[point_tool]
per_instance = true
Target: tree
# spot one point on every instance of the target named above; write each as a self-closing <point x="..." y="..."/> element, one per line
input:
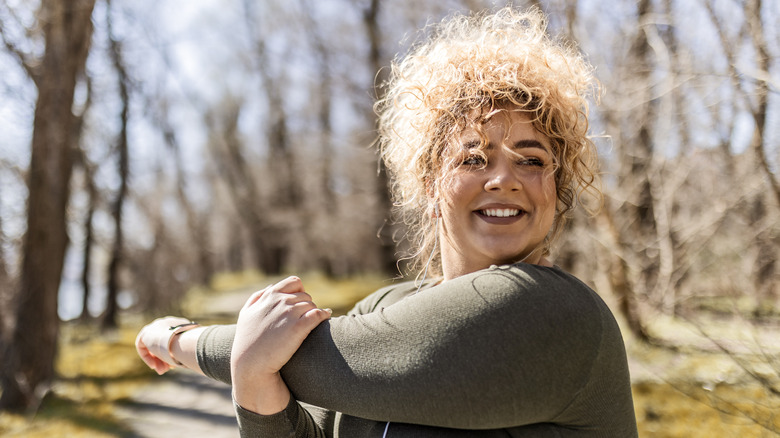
<point x="28" y="359"/>
<point x="123" y="171"/>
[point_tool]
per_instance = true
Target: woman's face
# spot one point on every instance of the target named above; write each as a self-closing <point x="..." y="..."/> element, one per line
<point x="498" y="210"/>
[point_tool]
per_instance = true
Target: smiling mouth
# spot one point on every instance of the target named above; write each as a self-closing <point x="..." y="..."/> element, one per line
<point x="500" y="212"/>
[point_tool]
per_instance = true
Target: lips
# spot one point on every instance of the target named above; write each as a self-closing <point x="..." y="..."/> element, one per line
<point x="500" y="212"/>
<point x="500" y="215"/>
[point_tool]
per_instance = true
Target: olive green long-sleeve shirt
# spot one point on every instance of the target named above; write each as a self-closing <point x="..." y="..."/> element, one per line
<point x="510" y="351"/>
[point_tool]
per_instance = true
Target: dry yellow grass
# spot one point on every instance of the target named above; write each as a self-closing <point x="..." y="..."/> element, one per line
<point x="708" y="399"/>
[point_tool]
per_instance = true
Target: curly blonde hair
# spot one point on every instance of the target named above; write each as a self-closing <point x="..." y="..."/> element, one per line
<point x="482" y="63"/>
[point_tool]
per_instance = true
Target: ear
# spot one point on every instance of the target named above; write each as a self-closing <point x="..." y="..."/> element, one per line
<point x="433" y="199"/>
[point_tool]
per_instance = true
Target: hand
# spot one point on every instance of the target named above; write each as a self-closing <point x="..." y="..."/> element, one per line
<point x="271" y="326"/>
<point x="152" y="343"/>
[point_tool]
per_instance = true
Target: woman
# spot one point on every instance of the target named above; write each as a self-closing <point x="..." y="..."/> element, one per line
<point x="484" y="132"/>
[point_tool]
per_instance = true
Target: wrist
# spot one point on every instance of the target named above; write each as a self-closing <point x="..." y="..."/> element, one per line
<point x="266" y="395"/>
<point x="175" y="332"/>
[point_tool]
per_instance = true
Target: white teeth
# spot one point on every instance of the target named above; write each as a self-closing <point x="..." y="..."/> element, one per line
<point x="501" y="212"/>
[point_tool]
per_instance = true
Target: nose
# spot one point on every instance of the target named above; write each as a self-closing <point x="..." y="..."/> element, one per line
<point x="501" y="175"/>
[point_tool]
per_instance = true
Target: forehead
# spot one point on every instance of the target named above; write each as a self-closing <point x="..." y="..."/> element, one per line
<point x="509" y="127"/>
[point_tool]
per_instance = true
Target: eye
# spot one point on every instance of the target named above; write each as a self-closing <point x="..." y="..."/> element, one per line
<point x="473" y="160"/>
<point x="532" y="161"/>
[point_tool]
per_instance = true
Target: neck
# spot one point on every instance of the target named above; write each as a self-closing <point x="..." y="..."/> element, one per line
<point x="455" y="264"/>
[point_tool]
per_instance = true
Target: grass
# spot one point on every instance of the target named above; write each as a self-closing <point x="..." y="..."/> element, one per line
<point x="679" y="394"/>
<point x="95" y="373"/>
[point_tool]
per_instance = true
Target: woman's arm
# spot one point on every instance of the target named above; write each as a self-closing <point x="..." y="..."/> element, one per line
<point x="498" y="348"/>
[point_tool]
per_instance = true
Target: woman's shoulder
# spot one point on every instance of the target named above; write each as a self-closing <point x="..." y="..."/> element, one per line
<point x="386" y="296"/>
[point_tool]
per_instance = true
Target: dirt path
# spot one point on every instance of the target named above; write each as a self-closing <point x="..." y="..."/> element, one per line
<point x="182" y="403"/>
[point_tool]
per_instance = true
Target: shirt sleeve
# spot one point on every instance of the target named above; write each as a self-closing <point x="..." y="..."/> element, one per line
<point x="497" y="348"/>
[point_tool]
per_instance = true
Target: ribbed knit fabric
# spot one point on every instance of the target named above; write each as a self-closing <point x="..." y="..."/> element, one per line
<point x="520" y="351"/>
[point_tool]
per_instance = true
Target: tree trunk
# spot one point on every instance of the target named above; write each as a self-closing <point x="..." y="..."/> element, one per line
<point x="110" y="314"/>
<point x="385" y="204"/>
<point x="28" y="360"/>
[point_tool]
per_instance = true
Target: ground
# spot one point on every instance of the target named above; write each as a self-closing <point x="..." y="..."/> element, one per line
<point x="105" y="391"/>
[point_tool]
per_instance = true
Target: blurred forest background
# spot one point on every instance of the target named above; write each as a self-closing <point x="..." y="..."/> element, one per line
<point x="146" y="146"/>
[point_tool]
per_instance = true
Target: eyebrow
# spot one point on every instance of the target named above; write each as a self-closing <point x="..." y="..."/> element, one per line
<point x="522" y="144"/>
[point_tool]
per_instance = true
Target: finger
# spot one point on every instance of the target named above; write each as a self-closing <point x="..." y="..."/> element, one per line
<point x="255" y="296"/>
<point x="315" y="317"/>
<point x="298" y="297"/>
<point x="289" y="285"/>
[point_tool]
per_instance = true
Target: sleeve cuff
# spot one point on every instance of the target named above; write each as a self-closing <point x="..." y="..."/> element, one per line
<point x="280" y="424"/>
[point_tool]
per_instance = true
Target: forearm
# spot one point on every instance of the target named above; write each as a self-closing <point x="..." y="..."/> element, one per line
<point x="432" y="358"/>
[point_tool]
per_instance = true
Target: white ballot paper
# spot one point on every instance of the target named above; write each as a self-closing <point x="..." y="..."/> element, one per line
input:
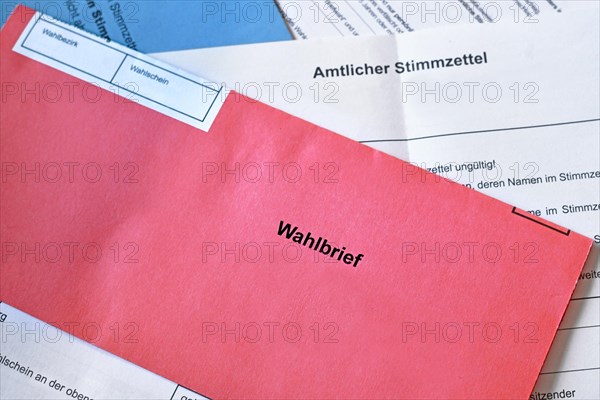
<point x="510" y="110"/>
<point x="309" y="19"/>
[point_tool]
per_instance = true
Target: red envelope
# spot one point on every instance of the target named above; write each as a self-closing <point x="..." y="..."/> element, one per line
<point x="208" y="257"/>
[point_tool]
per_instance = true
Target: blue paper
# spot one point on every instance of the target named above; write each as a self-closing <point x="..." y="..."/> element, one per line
<point x="153" y="26"/>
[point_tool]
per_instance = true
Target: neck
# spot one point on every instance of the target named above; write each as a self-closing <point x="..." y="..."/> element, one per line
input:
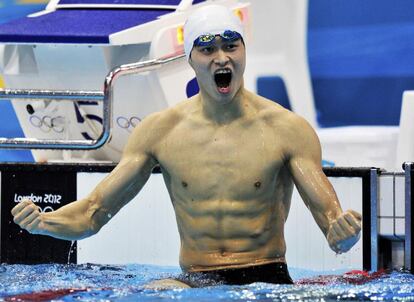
<point x="226" y="111"/>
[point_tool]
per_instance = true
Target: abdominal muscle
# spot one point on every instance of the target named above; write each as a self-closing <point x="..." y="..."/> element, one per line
<point x="219" y="234"/>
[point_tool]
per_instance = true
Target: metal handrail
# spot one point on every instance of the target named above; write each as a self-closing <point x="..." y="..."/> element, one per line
<point x="92" y="96"/>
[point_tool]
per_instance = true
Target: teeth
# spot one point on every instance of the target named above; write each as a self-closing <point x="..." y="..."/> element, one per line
<point x="223" y="71"/>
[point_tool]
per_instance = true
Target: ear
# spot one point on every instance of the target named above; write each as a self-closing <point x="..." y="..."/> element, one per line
<point x="190" y="61"/>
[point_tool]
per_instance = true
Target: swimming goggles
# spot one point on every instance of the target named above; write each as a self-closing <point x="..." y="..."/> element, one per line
<point x="208" y="39"/>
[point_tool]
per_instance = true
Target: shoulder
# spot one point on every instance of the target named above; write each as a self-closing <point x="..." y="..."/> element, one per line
<point x="154" y="127"/>
<point x="290" y="128"/>
<point x="279" y="117"/>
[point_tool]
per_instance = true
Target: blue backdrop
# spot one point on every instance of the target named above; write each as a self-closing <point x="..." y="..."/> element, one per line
<point x="360" y="57"/>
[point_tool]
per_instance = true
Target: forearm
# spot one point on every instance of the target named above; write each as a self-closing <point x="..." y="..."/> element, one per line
<point x="318" y="194"/>
<point x="71" y="222"/>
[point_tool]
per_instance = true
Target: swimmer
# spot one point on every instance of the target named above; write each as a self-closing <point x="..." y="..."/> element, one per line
<point x="229" y="158"/>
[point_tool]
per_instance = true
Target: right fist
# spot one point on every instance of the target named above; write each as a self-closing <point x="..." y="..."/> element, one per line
<point x="27" y="215"/>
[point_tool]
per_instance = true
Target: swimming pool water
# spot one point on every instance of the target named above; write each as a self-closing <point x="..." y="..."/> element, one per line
<point x="91" y="282"/>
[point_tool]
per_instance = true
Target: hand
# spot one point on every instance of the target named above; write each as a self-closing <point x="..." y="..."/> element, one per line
<point x="27" y="215"/>
<point x="344" y="232"/>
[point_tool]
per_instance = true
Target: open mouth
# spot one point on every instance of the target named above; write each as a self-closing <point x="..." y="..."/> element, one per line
<point x="222" y="77"/>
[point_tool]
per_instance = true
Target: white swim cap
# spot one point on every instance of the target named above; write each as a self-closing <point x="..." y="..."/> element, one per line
<point x="210" y="19"/>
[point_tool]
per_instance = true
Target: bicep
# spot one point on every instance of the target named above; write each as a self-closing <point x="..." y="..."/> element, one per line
<point x="314" y="187"/>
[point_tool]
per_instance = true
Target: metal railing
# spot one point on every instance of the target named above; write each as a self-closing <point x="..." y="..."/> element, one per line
<point x="89" y="96"/>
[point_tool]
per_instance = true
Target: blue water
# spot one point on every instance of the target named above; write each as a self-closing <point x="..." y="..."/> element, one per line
<point x="125" y="283"/>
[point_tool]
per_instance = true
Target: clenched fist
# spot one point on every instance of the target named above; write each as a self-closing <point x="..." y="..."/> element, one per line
<point x="28" y="216"/>
<point x="344" y="232"/>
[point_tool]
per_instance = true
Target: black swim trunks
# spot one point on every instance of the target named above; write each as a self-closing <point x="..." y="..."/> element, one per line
<point x="276" y="273"/>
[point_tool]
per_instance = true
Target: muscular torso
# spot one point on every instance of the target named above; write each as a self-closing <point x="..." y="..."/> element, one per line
<point x="230" y="189"/>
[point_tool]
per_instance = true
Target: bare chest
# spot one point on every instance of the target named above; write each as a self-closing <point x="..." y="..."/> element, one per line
<point x="234" y="163"/>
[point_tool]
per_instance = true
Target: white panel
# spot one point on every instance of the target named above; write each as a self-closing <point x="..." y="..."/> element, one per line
<point x="400" y="196"/>
<point x="144" y="231"/>
<point x="385" y="206"/>
<point x="306" y="244"/>
<point x="386" y="227"/>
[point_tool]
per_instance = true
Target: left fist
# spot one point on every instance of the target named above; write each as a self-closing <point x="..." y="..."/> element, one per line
<point x="344" y="232"/>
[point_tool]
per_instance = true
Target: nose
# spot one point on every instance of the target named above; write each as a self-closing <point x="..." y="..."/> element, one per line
<point x="221" y="58"/>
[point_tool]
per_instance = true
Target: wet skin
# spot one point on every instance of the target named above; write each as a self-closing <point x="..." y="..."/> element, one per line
<point x="229" y="159"/>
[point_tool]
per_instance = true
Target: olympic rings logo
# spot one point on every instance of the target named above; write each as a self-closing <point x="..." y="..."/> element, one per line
<point x="48" y="123"/>
<point x="128" y="124"/>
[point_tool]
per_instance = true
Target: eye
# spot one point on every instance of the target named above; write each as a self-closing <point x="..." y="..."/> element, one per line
<point x="207" y="49"/>
<point x="230" y="46"/>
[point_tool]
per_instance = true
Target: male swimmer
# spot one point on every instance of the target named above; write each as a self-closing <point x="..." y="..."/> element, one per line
<point x="229" y="159"/>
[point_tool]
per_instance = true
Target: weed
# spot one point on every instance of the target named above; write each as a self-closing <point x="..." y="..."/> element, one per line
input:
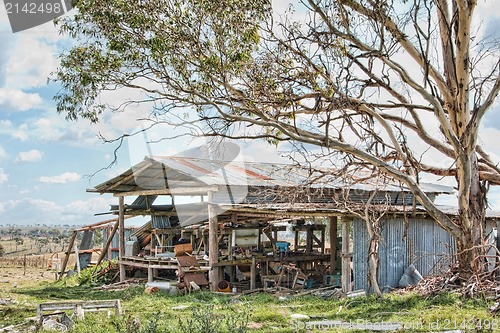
<point x="205" y="320"/>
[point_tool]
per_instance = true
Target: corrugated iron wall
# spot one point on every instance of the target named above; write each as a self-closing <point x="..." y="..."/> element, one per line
<point x="115" y="241"/>
<point x="428" y="247"/>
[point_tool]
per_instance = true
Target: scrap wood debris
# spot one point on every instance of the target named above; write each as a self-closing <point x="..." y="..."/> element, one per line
<point x="452" y="281"/>
<point x="122" y="285"/>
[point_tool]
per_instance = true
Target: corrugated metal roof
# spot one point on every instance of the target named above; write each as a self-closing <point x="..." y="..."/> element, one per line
<point x="162" y="172"/>
<point x="428" y="247"/>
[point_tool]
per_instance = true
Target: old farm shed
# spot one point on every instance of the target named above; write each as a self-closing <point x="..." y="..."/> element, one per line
<point x="260" y="224"/>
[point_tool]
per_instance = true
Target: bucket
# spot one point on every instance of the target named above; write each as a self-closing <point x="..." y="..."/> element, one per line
<point x="224" y="287"/>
++++++++++
> **Directions for this task**: List every line of the data above that contains the word "water".

> **Exercise response**:
Target: swimming pool water
Target: blue water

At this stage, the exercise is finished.